Условие задачи:
Укажите по фрагменту текста, на какой странице своей книги Л. Кацис сравнивал собственный научный метод с художественным методом Мандельштама.

Фрагмент текста:
НОВАЯ РУССКАЯ КНИГА № 6


POSTSCRIPTUM

Ils en veulent encore — donnez leur-en.
“Война и мир”


Редакция ознакомила меня с письмом, над которым к. ф. н. Л. Кацис трудился в первый рабочий день нового тысячелетия.
Что же он захотел поведать городу и миру, чего бы мы еще не знали в тысячелетии минувшем?
Я, например, узнала, что Л. Кацис, нимало не смущаясь, проводит параллель между собой и Мандельштамом, которого, подобно Кацису, “огульно” обвиняли в плагиате. Это, впрочем, удивляет не слишком: в своей книге (с. 756) Кацису уже случалось сравнивать собственный научный метод с художественным методом Мандельштама.
Далее, мне стало известно, что никаких ошибок в книге Кациса нет, а есть “описки и опечатки”. При этом ни одна неточность в цитатах, ни один из тех оборотов Кациса, которые я сочла неудачными, “не привели к ошибочным толкованиям, основанным на них”. О том, что неточные цитаты не приводят Кациса к ошибочным толкованиям, я знала и раньше, ибо давно заметила, что свои толкования он строит отнюдь не на цитатах. Но то, что кацисовские толкования литературы основаны на его собственных оборотах (все равно, удачных или неудачных), — это действительно откровение.

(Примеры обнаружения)

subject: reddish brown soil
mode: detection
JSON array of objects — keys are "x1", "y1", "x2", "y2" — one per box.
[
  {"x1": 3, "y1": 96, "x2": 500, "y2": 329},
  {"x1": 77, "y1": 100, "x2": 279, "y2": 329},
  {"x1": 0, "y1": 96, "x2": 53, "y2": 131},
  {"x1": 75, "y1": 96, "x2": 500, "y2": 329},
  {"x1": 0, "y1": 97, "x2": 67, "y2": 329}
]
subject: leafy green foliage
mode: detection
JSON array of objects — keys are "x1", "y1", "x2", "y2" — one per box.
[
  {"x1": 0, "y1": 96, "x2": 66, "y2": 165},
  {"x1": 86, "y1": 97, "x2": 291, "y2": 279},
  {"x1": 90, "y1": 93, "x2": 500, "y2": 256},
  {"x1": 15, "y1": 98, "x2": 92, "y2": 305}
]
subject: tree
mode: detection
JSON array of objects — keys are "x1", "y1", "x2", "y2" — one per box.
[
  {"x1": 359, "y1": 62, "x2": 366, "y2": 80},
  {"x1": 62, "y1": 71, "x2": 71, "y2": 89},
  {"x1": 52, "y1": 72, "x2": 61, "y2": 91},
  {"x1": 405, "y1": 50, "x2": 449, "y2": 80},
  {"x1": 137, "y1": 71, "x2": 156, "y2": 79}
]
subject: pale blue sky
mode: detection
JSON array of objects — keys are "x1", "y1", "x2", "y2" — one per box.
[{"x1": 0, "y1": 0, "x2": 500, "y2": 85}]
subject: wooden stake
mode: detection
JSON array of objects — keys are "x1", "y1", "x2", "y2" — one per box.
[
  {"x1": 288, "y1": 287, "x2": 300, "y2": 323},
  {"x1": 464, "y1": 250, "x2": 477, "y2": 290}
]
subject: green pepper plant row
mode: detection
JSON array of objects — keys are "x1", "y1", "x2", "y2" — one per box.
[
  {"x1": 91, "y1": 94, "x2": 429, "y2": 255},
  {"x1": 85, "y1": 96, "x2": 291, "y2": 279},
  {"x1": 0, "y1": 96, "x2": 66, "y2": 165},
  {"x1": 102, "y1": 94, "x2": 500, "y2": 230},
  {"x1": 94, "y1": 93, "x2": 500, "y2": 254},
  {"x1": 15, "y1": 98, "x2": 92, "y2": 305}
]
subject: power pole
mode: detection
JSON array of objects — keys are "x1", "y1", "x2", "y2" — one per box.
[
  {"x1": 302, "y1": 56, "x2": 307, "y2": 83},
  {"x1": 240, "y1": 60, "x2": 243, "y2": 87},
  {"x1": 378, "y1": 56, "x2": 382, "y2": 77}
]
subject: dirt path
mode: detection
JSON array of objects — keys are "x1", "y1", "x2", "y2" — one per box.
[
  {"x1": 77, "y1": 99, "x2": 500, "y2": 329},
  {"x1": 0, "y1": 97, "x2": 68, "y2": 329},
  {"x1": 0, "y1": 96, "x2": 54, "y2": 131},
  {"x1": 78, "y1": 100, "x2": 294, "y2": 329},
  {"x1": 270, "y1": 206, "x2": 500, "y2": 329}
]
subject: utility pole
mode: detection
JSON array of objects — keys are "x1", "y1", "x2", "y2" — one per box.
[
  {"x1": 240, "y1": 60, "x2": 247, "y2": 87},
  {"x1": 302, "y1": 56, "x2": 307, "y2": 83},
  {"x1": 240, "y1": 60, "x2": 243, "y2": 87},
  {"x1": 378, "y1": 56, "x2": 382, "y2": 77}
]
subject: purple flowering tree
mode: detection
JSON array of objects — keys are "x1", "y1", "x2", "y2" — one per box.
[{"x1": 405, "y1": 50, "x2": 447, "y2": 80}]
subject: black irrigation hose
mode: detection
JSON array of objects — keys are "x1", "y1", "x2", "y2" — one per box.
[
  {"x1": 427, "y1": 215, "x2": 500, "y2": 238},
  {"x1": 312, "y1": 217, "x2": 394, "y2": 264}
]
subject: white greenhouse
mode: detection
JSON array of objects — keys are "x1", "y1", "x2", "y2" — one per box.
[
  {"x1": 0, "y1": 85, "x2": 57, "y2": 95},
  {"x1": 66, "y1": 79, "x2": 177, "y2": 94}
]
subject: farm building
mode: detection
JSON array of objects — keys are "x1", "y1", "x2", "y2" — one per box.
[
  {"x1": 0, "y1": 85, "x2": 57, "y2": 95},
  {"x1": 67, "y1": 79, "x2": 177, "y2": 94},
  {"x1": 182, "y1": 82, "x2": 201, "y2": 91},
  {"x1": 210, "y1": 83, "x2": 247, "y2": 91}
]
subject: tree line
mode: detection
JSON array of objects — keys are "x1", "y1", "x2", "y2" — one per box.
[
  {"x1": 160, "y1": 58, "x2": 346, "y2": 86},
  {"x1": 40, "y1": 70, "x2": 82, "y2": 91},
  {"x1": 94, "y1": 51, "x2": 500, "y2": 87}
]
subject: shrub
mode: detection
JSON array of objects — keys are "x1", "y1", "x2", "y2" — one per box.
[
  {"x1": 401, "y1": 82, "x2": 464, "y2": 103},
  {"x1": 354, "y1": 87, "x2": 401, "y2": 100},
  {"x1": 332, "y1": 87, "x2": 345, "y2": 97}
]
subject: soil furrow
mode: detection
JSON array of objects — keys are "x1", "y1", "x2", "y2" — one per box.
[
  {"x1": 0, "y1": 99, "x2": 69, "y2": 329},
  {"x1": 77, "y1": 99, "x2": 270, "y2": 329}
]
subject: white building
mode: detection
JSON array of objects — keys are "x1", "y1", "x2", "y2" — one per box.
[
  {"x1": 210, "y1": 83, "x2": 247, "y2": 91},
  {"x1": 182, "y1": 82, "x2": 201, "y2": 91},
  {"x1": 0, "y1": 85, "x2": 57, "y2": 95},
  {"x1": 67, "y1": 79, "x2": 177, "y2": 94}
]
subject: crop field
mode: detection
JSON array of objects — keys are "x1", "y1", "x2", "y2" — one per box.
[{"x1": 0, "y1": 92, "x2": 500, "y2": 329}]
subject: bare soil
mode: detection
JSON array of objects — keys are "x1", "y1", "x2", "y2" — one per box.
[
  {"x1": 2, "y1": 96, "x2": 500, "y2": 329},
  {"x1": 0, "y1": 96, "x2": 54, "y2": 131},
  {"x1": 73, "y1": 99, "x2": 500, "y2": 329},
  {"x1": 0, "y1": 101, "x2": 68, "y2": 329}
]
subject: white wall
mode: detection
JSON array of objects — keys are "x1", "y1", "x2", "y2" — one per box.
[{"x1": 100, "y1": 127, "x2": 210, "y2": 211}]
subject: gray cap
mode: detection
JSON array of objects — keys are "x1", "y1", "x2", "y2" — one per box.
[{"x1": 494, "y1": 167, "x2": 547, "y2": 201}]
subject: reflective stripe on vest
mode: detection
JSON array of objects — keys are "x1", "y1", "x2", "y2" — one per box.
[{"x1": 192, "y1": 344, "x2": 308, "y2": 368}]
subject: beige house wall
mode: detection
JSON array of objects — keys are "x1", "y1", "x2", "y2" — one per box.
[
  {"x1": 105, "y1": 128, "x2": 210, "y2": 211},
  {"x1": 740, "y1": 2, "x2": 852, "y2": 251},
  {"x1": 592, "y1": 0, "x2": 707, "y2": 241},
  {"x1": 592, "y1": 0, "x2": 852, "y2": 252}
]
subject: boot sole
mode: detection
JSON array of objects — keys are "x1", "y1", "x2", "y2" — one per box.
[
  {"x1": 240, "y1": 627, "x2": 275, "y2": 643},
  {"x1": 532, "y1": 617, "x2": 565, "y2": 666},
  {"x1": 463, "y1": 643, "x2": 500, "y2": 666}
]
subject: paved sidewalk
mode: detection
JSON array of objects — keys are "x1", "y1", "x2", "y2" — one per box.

Ответ к заданию:
На странице 756.